▶ WHAT IS ASKED
Rewrite the entries starting with the line containing "white door you see." and going on through the line containing "[86,95,98,102]", keeping every request line as it stands but multiplying each bounding-box coordinate in the answers by 0.6 and rounding to the nearest whole number, with halves rounded up.

Data items:
-- Begin --

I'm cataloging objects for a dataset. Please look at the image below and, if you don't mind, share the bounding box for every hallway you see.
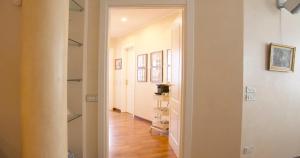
[109,112,176,158]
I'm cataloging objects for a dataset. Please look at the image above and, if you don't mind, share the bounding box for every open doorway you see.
[107,8,183,158]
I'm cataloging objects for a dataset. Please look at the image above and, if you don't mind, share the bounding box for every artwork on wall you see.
[269,43,296,72]
[137,54,148,82]
[150,51,163,83]
[115,59,122,70]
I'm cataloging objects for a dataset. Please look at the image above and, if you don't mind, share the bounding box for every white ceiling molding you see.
[277,0,300,14]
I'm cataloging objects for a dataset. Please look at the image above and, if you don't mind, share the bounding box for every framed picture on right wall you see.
[150,51,163,83]
[269,43,296,72]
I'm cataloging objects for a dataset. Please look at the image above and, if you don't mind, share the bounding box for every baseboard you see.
[134,115,152,124]
[113,108,121,112]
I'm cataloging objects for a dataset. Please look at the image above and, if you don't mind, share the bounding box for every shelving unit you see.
[69,38,83,47]
[70,0,84,12]
[67,0,85,158]
[150,95,169,135]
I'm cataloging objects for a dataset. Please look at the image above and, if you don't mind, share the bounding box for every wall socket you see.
[13,0,22,6]
[245,86,256,101]
[243,146,254,155]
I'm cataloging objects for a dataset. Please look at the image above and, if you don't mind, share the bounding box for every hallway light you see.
[277,0,300,14]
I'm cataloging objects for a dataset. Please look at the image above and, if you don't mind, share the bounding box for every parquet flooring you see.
[109,112,176,158]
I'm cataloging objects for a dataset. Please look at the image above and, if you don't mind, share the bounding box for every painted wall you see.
[191,0,245,158]
[242,0,300,158]
[0,0,21,158]
[114,14,178,120]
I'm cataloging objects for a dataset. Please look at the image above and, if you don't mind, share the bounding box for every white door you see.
[169,19,182,157]
[126,48,136,114]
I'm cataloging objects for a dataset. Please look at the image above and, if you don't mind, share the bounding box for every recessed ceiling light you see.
[121,17,128,22]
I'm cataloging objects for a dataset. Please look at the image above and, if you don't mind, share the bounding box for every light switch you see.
[246,86,256,101]
[86,95,98,102]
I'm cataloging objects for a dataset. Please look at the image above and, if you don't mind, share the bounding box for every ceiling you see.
[109,8,180,38]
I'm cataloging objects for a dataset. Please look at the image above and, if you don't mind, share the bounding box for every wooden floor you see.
[109,112,176,158]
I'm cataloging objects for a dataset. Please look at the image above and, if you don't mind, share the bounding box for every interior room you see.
[108,8,182,158]
[0,0,300,158]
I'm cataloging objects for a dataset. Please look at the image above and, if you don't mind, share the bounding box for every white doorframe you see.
[98,0,195,158]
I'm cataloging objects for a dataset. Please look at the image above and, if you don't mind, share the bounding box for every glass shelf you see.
[69,38,82,47]
[70,0,84,12]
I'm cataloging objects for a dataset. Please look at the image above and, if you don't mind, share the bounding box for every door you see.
[126,48,135,114]
[169,18,182,157]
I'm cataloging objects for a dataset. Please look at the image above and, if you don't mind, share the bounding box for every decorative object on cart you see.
[167,49,172,83]
[150,93,170,135]
[269,43,296,72]
[150,50,163,83]
[115,59,122,70]
[155,84,170,95]
[137,54,148,82]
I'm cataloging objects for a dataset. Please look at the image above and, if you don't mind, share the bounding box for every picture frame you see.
[137,54,148,82]
[150,50,163,83]
[269,43,296,72]
[115,58,122,70]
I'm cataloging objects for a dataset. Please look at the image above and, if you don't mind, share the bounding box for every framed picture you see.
[137,54,148,82]
[115,59,122,70]
[269,43,296,72]
[150,51,163,83]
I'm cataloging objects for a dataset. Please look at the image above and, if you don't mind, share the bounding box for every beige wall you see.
[191,0,244,158]
[242,0,300,158]
[114,14,178,120]
[0,0,21,158]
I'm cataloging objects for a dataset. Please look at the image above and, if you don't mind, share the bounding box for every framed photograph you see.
[137,54,148,82]
[115,59,122,70]
[150,51,163,83]
[269,43,296,72]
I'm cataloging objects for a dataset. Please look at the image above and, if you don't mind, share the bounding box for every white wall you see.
[191,0,245,158]
[242,0,300,158]
[0,0,21,158]
[114,14,178,120]
[108,48,115,110]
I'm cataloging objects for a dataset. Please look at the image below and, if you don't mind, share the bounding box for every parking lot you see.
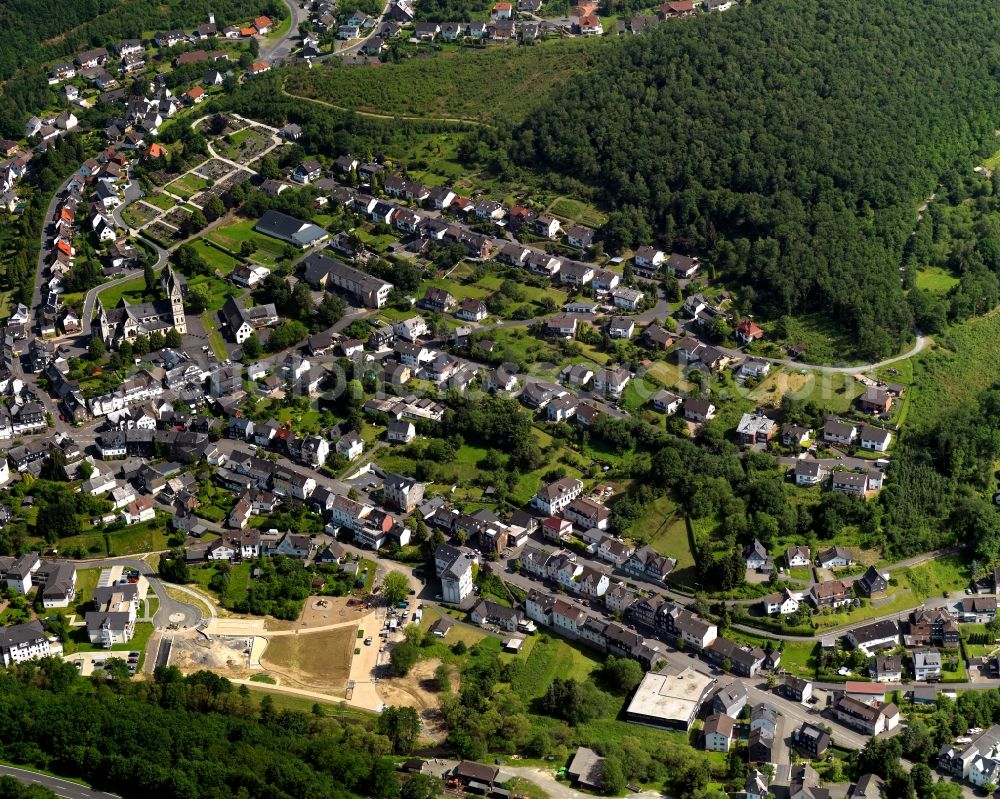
[63,650,140,677]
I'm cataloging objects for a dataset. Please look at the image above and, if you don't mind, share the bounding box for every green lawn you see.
[201,311,229,361]
[983,150,1000,171]
[761,313,876,364]
[908,310,1000,428]
[813,557,969,630]
[68,569,101,615]
[191,561,250,606]
[63,621,154,656]
[781,641,818,679]
[192,239,240,275]
[511,633,600,699]
[286,39,601,124]
[188,275,236,312]
[917,266,958,294]
[51,514,169,555]
[549,197,608,228]
[122,201,159,228]
[142,192,177,211]
[265,14,292,39]
[749,367,864,413]
[208,219,285,267]
[163,172,211,200]
[97,275,153,308]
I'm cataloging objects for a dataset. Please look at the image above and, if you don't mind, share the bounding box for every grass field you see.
[813,557,969,630]
[508,633,600,699]
[213,128,269,162]
[163,172,209,200]
[192,239,239,275]
[208,219,285,266]
[781,641,818,679]
[749,367,864,413]
[247,675,372,719]
[548,197,608,228]
[261,626,357,690]
[188,275,241,314]
[52,516,167,555]
[917,266,958,294]
[122,201,159,228]
[286,39,601,124]
[761,313,876,364]
[142,192,176,211]
[191,561,250,606]
[71,569,101,615]
[983,150,1000,170]
[97,275,152,308]
[908,310,1000,427]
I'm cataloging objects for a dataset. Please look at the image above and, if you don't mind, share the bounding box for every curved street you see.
[74,556,202,629]
[0,765,121,799]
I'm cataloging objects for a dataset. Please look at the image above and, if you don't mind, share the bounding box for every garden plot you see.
[195,158,233,181]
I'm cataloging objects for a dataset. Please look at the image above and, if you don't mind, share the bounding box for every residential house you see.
[736,413,778,445]
[823,419,858,447]
[956,596,997,624]
[847,619,899,654]
[532,477,583,516]
[383,474,424,513]
[684,397,715,424]
[649,389,683,415]
[809,580,854,609]
[816,546,854,569]
[858,424,892,452]
[858,386,894,414]
[913,648,941,682]
[792,722,830,760]
[855,566,889,597]
[668,253,700,280]
[711,682,750,719]
[872,655,903,682]
[743,538,771,571]
[733,319,764,344]
[785,546,812,569]
[703,713,733,752]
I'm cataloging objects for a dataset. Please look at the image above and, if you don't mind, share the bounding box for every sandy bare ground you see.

-- End --

▶ EXERCISE RESPONSE
I'm cataloging objects for a dataset. Please look at the image above and, if you don't mind, share the bounding box for every white door you see.
[101,11,109,94]
[76,29,82,68]
I'm cataloging objects for a dataset. Please look at the image above and, if you don't mind, share the bounding box for every recessed ceiling light you see.
[73,10,77,13]
I'm cataloging objects for a dataset. Please look at the image above and, if you don't mind, share the bounding box for every light switch you see.
[148,52,154,61]
[52,57,59,61]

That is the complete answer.